### Stored data entries:
════════

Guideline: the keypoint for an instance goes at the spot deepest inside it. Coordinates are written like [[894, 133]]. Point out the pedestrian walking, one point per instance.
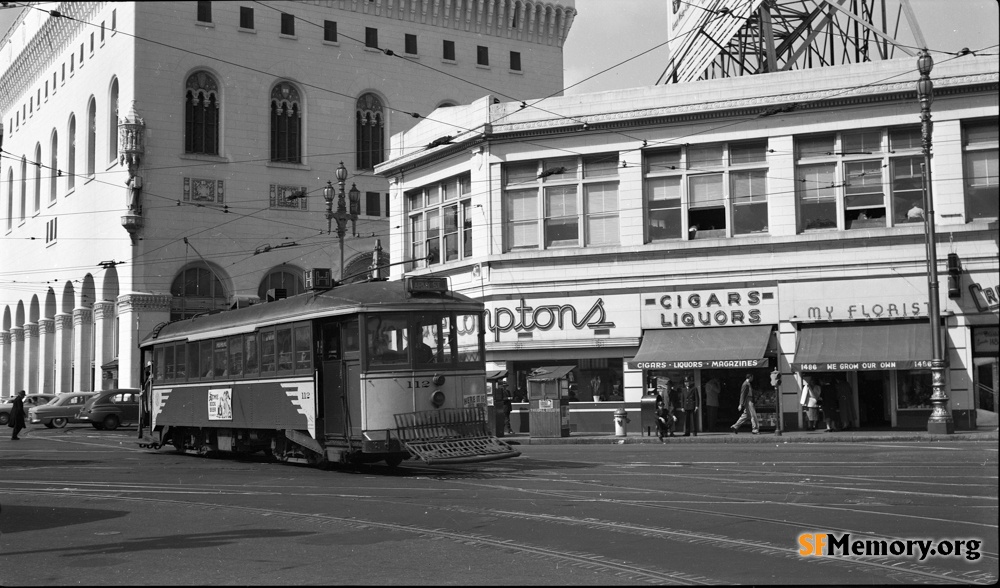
[[811, 400], [17, 415], [845, 400], [689, 400], [712, 391], [747, 400]]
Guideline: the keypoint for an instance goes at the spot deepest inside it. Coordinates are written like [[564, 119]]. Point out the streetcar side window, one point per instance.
[[250, 354], [303, 347], [193, 360], [221, 357], [387, 339], [205, 358], [236, 356], [467, 337], [267, 352], [329, 342], [158, 363], [168, 363], [283, 347], [180, 354]]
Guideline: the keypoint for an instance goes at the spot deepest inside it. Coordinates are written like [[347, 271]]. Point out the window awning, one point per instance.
[[863, 346], [706, 348]]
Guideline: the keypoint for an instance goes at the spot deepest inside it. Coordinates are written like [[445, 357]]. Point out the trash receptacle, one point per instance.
[[548, 401], [647, 414], [621, 422]]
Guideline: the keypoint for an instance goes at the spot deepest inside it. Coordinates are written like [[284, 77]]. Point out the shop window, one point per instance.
[[980, 148], [440, 222], [706, 191], [564, 202], [859, 179]]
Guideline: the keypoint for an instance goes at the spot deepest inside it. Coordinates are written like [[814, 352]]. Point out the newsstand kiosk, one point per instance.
[[548, 401]]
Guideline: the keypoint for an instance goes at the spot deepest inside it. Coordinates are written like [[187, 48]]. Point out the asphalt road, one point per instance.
[[79, 506]]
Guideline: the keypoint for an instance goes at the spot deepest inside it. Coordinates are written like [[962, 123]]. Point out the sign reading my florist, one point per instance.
[[716, 307]]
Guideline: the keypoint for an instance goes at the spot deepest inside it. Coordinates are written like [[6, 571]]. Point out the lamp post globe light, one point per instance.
[[940, 420], [342, 215]]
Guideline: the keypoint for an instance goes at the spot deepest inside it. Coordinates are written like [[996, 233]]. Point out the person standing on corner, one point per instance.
[[17, 415], [747, 399], [712, 390], [689, 399]]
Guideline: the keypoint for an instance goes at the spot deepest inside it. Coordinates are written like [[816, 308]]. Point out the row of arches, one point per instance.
[[18, 206], [204, 121]]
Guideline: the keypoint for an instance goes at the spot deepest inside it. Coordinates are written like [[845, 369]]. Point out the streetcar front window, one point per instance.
[[283, 342], [467, 335], [387, 340]]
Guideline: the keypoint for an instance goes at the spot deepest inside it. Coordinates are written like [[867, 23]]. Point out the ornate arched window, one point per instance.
[[54, 166], [92, 138], [286, 124], [113, 122], [370, 128], [284, 278], [196, 290], [201, 114], [71, 156]]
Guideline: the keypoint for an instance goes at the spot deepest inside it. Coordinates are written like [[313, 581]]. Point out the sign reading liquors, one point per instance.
[[717, 307]]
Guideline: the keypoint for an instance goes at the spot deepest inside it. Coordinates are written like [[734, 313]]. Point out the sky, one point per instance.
[[621, 36]]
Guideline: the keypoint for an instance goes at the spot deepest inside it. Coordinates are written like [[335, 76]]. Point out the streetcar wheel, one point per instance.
[[111, 422]]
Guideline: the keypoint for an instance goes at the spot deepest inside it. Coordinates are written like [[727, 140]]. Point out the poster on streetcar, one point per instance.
[[220, 404]]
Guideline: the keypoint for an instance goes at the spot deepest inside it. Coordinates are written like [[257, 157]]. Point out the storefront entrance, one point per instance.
[[874, 408]]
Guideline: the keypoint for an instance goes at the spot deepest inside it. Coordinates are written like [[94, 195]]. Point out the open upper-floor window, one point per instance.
[[859, 179], [979, 154], [706, 191], [561, 202], [440, 221]]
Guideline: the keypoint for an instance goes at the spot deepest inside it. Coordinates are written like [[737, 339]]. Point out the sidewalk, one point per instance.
[[984, 434]]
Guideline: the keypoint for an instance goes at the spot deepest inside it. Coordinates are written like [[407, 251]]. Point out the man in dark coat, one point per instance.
[[17, 415], [689, 400]]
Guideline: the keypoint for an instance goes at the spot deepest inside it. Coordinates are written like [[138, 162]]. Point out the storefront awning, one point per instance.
[[876, 346], [707, 348]]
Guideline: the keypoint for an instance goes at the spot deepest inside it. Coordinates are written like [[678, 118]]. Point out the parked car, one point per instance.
[[60, 410], [29, 401], [110, 409]]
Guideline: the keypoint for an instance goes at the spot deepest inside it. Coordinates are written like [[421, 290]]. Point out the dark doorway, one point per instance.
[[873, 390]]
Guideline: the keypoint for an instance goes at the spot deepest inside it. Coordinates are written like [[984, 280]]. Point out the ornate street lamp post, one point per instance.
[[940, 420], [342, 215]]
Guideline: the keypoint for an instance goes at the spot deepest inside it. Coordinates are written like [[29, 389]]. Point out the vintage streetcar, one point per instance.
[[357, 373]]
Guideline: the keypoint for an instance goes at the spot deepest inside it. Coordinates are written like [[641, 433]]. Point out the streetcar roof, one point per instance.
[[346, 299]]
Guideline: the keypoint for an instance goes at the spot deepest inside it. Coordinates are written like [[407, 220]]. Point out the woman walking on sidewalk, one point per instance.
[[747, 399]]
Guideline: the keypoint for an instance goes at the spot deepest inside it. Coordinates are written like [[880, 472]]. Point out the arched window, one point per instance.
[[196, 290], [71, 156], [38, 177], [201, 114], [286, 123], [92, 138], [285, 278], [10, 199], [370, 129], [24, 185], [53, 166], [113, 122]]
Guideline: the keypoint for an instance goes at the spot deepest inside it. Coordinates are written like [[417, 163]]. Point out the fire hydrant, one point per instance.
[[621, 418]]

════════

### Work order:
Return every line of the data above exactly, and omit all pictures.

### Result of the exercise:
Guideline: the keypoint for an instance goes at the spot deepest inside it. Coordinates are written like [[894, 133]]. Point out the pedestrian walking, one point per instance.
[[811, 400], [17, 415], [845, 400], [689, 400], [712, 391], [747, 400]]
Guideline: the keypoint for an instance goes at the spot deepest inside it. Coordinates are written like [[564, 119]]. Point out the streetcar side window, one point per instance.
[[250, 354], [303, 347], [193, 360], [221, 357], [387, 339], [205, 358], [236, 356], [467, 337], [267, 352], [329, 342], [158, 363], [168, 363], [283, 347], [180, 354]]
Guideline: the keypoint for an instance goes at the spot deepest inside it. Coordinates are written like [[347, 271]]. Point out the window awning, one point per instance.
[[863, 346], [706, 348]]
Guideline: the keypoint for an instance goes at the spot deepest inside it. Coordinates are written like [[445, 357]]. Point out the trash receptacle, one point per instance.
[[548, 401], [647, 414], [621, 422]]
Guideline: the keypoint for an instance goes at the spot deepest inside it. Coordinates are written like [[284, 77]]. Point out the shop window, one point per instance.
[[980, 148], [440, 222], [706, 191], [564, 202], [859, 179]]
Guideline: the keypoint for an instance goes at the spot deepest inside it. Coordinates are written like [[814, 352]]. Point out the newsstand kiosk, one point per instance.
[[548, 401]]
Guideline: the keypoint for an instance goes at the spot deepest inside it. Coordinates are written like [[187, 48]]. Point out the asphalt road, one point per instance.
[[79, 506]]
Guideline: the keypoint for an instance goes at the spot deepest inside it. Coordinates are written like [[962, 123]]. Point out the sign reading my florist, one point per instance.
[[716, 307]]
Guideline: the keypoint for an instance goes at the spot deepest inside it. Coordinates are written like [[6, 571]]. Point out the lamp post globe light, one point per instance.
[[940, 420], [342, 215]]
Guideline: the keypoint for an instance goes at the spot deepest inside it. Coordinates are written like [[996, 233]]. Point out the person standing on corner, one point per instance.
[[17, 415], [747, 399], [712, 390], [689, 399]]
Guideline: the keypoint for an instance goes at the spot deepest inside it. Coordinates are written like [[816, 308]]. Point out the row of arches, one point per instance.
[[18, 206], [204, 121]]
Guideline: the keypoint for an instance goes at the spot deepest inside it. Coordinates are written like [[845, 369]]. Point out the streetcar front window, one point per instance.
[[283, 342], [467, 335], [387, 340]]
Guideline: the keypoint for an instance goes at the spot deepest inside it. Coordinates are written like [[867, 23]]. Point out the ornate arched window, one point per instance.
[[54, 166], [92, 138], [286, 124], [113, 122], [370, 128], [284, 278], [196, 290], [201, 114], [71, 156]]
Guideline: the keypoint for an instance goes at the spot deepest inside it. Coordinates are written like [[313, 581]]. Point out the sign reading liquors, one point per instance.
[[717, 307]]
Guideline: the keypoint for an instance goes at the spot deepest inside it. Coordinates are written like [[734, 313]]. Point out the sky, one point per instance.
[[621, 36]]
Guideline: the keypoint for an instance goes at the spot deepest inside it. Coordinates are written like [[335, 76]]. Point out the streetcar wheel, one point per instance.
[[111, 422]]
Guideline: the keypoint for an instance goes at the spot deepest inside it. Coordinates are written like [[727, 140]]. Point out the poster on streetcar, one point per instance.
[[220, 404]]
Guideline: the keypoint for an instance goes at the spot deepest inside it. Coordinates are written like [[257, 157]]. Point out the storefront entrance, one point per instance.
[[874, 408]]
Guideline: the keypoint for an instance goes at the spot deepest inside it. Coordinates are written like [[94, 195]]. Point out the open upper-floor window, one point per instance.
[[859, 179], [979, 154], [706, 191], [561, 202], [440, 221]]
Guideline: the keypoint for an instance goes at the spot deepest inside it. Coordinates are written like [[737, 339]]. Point out the sidewalk, one point per instance.
[[984, 434]]
Guideline: the keypoint for an instance goes at the spot deepest inside it. Coordinates are written like [[407, 251]]. Point out the man in dark coat, one point per instance.
[[17, 415], [689, 400]]
Guideline: the keypoint for an instance goes at the spot deepest inside it. Coordinates are written like [[138, 162]]. Point out the storefront awning, one point per instance.
[[876, 346], [707, 348]]
Guideline: the keypoint for an instance goes at the spot deepest inside it. Coordinates are written like [[678, 118]]. Point out the parked car, one point per instance.
[[60, 410], [29, 401], [110, 409]]
Guideline: the keypoint for an instance goes at the spot deepest inside it. Coordinates are written like [[421, 290]]. Point out the dark doorway, one point per instance.
[[873, 390]]
Guideline: the keypoint for an instance goes at the spot deepest inside it. Coordinates are written like [[984, 280]]. Point out the ornate street lamp post, one point per instance.
[[940, 420], [342, 215]]
Guideline: the keypoint for an instance goes at the spot deepest inside it. Coordinates are written like [[29, 389]]. Point out the vintage streetcar, one point per instance.
[[357, 373]]
Guideline: the keypoint for an instance goes at the spot deepest inside it. Coordinates are written like [[641, 433]]. Point out the streetcar roof, one point per instance.
[[346, 299]]
Guideline: the keypoint for an instance goes at the spot deepest inside it. Coordinates are written like [[407, 220]]. Point out the woman walking on sidewalk, one point per instance.
[[747, 399]]
Guideline: the keypoint for an instance goes at the spot deepest inside it. Coordinates are written like [[880, 472]]. Point out the arched window, one point per instance.
[[196, 290], [71, 156], [38, 177], [201, 114], [286, 123], [92, 138], [285, 278], [10, 199], [370, 129], [24, 185], [53, 166], [113, 122]]
Guideline: the keypoint for an instance goes at the spot deepest inside it. Coordinates are written like [[417, 163]]. Point out the fire hydrant, one point per instance.
[[621, 418]]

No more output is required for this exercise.